-- START --

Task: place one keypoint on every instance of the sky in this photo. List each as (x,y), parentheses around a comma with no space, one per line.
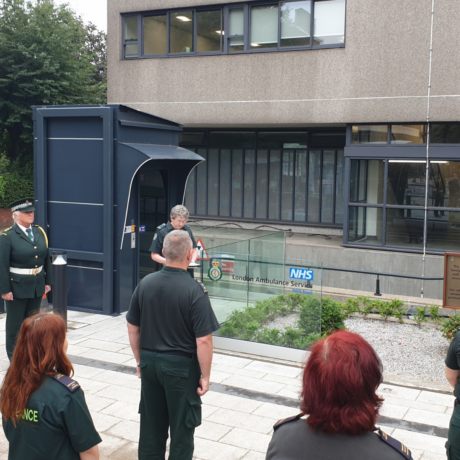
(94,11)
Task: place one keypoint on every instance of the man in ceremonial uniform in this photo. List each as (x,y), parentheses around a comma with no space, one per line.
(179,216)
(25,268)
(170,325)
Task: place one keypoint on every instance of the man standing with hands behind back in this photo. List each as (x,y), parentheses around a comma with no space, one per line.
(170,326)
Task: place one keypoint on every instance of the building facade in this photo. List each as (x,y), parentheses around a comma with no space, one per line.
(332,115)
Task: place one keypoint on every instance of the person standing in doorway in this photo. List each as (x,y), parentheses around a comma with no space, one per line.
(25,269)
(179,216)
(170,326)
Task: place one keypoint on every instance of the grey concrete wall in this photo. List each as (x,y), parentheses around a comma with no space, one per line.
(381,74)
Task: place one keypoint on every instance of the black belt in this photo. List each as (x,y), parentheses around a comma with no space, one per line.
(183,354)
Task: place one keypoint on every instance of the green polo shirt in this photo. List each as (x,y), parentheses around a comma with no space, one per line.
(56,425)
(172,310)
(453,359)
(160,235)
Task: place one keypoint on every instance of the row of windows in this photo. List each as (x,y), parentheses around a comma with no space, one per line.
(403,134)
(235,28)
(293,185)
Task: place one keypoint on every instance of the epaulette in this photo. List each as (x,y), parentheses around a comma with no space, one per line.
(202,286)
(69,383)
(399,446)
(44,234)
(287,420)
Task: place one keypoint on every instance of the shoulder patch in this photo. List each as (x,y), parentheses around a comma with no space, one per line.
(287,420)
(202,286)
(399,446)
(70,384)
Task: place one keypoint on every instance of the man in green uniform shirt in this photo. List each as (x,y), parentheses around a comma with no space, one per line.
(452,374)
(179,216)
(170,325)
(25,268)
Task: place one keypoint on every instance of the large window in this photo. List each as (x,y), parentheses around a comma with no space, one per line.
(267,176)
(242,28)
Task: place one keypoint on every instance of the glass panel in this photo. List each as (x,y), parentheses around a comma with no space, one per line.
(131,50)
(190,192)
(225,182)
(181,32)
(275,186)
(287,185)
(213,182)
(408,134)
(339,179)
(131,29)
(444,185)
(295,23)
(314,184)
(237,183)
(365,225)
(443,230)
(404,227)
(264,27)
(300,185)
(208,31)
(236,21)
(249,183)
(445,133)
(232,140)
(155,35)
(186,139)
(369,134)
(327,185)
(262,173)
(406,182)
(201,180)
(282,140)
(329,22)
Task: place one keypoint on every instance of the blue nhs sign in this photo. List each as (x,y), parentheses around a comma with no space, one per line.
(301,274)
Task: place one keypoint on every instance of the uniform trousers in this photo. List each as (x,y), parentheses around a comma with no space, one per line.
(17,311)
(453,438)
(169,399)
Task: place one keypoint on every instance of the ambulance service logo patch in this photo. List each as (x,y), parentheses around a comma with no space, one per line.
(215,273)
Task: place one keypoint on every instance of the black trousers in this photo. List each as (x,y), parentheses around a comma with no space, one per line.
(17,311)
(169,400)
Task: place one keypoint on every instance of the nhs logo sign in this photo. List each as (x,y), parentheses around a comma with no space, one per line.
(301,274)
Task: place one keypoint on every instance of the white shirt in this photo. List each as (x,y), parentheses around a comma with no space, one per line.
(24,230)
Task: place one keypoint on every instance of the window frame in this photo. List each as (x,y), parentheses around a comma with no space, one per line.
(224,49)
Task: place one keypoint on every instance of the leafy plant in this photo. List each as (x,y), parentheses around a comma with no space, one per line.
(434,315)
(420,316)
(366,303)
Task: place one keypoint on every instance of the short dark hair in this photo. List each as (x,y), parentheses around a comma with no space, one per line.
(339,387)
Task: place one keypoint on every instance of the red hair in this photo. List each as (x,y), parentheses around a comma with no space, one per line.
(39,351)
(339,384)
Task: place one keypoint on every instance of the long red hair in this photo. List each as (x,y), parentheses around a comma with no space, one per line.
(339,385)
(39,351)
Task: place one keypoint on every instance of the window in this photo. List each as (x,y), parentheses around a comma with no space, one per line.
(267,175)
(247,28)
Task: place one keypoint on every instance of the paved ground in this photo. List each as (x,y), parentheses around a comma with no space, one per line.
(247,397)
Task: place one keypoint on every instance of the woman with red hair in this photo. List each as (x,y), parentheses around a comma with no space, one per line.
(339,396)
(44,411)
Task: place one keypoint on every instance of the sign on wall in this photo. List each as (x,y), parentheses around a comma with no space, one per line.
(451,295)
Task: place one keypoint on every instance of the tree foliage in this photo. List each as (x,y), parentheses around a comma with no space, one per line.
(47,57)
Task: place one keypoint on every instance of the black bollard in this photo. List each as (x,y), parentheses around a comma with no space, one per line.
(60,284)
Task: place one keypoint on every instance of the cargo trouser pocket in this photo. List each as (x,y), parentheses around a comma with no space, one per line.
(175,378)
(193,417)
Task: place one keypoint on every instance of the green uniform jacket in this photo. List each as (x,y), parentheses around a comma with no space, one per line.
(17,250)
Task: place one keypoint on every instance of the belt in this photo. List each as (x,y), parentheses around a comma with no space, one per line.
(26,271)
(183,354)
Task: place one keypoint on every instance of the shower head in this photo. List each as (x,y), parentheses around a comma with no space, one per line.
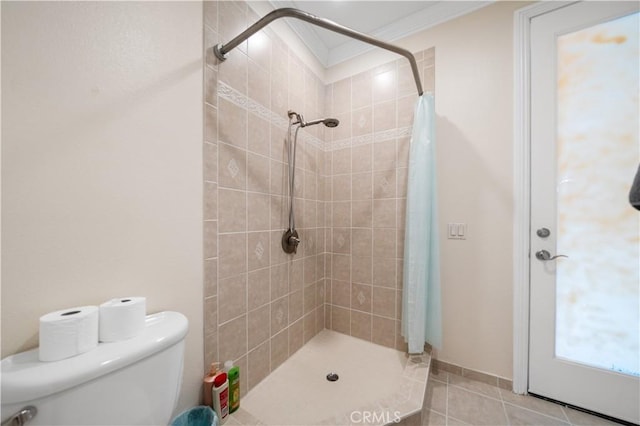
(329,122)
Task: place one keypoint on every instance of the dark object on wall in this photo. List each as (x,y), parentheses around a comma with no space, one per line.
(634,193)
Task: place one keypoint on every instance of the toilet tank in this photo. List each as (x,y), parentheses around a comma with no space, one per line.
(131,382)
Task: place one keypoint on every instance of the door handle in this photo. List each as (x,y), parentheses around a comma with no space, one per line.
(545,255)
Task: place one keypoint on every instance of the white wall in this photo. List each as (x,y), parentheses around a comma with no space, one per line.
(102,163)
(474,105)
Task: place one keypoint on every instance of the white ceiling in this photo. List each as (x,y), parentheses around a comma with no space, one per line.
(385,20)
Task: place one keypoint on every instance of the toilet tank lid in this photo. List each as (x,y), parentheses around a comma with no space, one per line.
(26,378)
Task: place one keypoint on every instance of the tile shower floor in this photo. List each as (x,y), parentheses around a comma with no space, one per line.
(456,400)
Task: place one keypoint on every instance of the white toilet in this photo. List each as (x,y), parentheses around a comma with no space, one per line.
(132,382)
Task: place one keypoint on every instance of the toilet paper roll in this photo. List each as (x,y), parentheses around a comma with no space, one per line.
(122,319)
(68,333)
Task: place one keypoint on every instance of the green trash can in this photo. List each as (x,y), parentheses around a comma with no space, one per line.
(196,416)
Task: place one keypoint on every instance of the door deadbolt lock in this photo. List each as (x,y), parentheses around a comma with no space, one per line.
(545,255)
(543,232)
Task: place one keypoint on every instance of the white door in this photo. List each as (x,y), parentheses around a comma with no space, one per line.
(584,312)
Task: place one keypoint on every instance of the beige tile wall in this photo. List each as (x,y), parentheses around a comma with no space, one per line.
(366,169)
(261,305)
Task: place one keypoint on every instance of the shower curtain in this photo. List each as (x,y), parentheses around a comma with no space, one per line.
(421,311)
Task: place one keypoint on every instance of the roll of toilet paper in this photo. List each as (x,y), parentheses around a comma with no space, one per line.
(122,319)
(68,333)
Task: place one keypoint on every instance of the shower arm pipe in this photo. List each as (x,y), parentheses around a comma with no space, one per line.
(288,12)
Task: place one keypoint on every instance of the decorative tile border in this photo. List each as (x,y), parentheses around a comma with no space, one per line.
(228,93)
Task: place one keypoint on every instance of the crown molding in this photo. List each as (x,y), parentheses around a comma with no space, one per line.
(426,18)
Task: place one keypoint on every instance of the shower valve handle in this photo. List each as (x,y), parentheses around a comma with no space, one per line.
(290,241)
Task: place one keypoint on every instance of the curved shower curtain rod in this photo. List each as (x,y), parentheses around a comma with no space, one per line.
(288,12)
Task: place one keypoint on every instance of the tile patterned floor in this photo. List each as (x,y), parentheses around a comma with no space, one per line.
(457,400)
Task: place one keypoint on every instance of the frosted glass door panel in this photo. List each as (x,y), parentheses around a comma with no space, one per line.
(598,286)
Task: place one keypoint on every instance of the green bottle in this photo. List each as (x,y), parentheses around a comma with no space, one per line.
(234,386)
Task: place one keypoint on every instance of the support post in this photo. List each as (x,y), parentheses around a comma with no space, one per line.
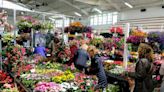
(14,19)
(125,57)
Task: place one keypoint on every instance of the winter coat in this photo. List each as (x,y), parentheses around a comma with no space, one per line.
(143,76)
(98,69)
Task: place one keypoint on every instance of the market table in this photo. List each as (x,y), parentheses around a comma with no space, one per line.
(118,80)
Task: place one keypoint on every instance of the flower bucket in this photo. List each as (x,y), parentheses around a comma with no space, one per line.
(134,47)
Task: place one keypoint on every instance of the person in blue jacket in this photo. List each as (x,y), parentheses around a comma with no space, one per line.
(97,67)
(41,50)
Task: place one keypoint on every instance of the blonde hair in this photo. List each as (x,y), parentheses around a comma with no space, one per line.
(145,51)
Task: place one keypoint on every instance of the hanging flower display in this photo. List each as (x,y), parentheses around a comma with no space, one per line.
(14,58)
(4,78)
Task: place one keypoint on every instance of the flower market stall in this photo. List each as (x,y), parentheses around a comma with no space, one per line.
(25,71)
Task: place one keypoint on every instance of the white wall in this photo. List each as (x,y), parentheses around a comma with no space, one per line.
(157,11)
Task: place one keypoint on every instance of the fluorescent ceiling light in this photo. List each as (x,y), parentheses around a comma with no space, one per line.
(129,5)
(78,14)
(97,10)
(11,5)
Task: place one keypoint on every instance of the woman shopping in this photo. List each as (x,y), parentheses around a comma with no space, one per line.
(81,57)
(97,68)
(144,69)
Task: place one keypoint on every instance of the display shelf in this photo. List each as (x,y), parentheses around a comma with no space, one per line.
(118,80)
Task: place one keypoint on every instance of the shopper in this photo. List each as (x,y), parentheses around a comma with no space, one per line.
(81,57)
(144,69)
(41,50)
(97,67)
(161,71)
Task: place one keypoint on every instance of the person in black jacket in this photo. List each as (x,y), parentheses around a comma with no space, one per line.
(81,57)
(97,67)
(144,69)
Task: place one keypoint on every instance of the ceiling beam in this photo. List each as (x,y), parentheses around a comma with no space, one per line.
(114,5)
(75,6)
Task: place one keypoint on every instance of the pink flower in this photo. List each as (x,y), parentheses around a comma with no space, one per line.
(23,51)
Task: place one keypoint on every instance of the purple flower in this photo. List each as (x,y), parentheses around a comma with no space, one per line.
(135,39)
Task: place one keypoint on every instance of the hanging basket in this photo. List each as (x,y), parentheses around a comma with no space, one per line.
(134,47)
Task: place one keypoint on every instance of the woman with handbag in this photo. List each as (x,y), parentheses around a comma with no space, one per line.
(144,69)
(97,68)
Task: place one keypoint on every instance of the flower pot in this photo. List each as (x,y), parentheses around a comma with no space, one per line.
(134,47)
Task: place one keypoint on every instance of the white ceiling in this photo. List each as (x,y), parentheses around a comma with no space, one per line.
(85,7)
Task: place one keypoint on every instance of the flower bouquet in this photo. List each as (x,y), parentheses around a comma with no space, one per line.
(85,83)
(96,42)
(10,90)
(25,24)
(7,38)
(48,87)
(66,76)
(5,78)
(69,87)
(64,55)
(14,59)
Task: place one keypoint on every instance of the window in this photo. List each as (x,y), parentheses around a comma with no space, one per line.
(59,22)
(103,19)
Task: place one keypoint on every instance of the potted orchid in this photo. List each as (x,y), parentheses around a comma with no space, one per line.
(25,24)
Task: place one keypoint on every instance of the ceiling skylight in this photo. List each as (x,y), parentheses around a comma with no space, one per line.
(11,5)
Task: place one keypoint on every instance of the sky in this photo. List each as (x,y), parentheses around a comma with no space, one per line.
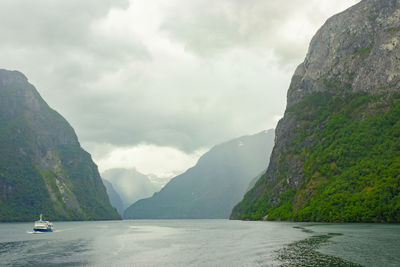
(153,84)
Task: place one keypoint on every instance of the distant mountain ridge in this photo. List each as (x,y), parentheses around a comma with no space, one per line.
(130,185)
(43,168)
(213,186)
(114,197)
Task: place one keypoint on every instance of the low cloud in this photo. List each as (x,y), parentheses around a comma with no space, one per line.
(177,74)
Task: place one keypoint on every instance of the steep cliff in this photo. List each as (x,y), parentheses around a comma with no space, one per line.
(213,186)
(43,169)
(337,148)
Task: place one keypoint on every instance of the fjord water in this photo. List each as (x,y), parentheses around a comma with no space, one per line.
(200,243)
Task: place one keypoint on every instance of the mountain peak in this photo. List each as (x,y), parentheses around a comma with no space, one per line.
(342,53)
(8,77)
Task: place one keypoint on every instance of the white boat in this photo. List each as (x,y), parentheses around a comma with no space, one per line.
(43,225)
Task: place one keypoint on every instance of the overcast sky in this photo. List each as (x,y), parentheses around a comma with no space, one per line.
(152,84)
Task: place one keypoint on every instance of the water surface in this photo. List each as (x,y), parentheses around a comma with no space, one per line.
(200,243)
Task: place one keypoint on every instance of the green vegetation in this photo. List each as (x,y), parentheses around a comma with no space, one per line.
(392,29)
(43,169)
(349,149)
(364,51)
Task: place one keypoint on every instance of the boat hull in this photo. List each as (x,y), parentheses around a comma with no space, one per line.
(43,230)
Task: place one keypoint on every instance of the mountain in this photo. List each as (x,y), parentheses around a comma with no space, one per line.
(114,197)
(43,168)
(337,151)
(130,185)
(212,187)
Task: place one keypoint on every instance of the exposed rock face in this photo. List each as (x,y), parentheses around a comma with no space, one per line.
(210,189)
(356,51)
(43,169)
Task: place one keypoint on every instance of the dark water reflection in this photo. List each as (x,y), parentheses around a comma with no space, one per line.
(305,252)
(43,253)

-- END --

GIVEN INSTRUCTION:
Convert the lines above, from the line with "Task: place one keypoint on every instance of the white boat" through the last line, into a JSON list of strings with one string per line and blank lines left out.

RESPONSE TO THE EXERCISE:
[
  "Task: place one keypoint on every instance of the white boat in this photo. List each as (x,y), parentheses around a comma with no space, one per line.",
  "(43,225)",
  "Task: place one keypoint on every instance of the overcast sky in this photo. List each as (x,y), parentheses around a comma with no space, one per line.",
  "(152,84)",
  "Task: place one keypoint on every instance of the water surface in this photo. List each as (x,y), parentheses around a comma with no space, one per line.",
  "(200,243)",
  "Task: place one keypoint on every instance of the green vegetation in this photo. List each as (x,y), parentheses around a comma with no space, one per line.",
  "(392,29)",
  "(43,169)",
  "(349,149)",
  "(364,51)",
  "Task: place one keypoint on every instance of the boat hull in this photo. List each as (x,y), parentheses around a comma with no space, one per line.",
  "(43,230)",
  "Task: place one keypoint on every instance of the mountain in this photo. List each as (x,y), parentheses around a comma with no space, one per line.",
  "(114,197)",
  "(43,168)",
  "(337,151)",
  "(130,185)",
  "(212,187)",
  "Task: place one keypoint on every instance of the exposed rock face in this photo. List each as (x,y), parentheses around a comma with no space, one per line.",
  "(210,189)",
  "(356,51)",
  "(43,169)",
  "Task: place one keypoint on every instance of the dark water reflection in this photo. List each as (x,y), parentheses around a comma with no space, one per line.",
  "(305,252)",
  "(43,253)"
]